* OBJECTIVE *
Locate every line in the items below that contains the string "instance", and copy each of those lines.
◆ ◆ ◆ ◆
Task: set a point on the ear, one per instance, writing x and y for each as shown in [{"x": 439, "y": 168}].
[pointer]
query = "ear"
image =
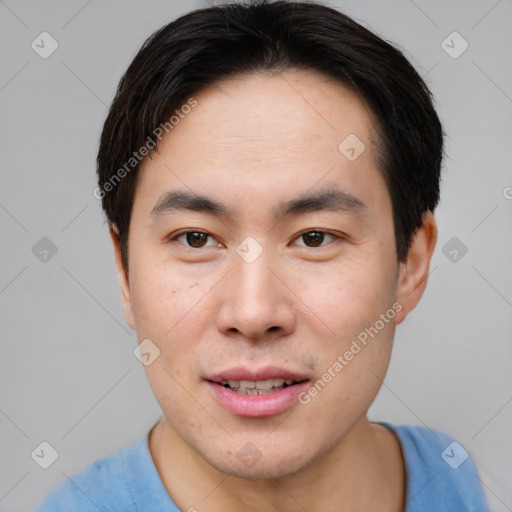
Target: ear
[
  {"x": 124, "y": 282},
  {"x": 413, "y": 273}
]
◆ ◆ ◆ ◆
* RESULT OF THE EXERCISE *
Task: set a point on the ear, one per instance, writing x and y for each as shown in [{"x": 439, "y": 168}].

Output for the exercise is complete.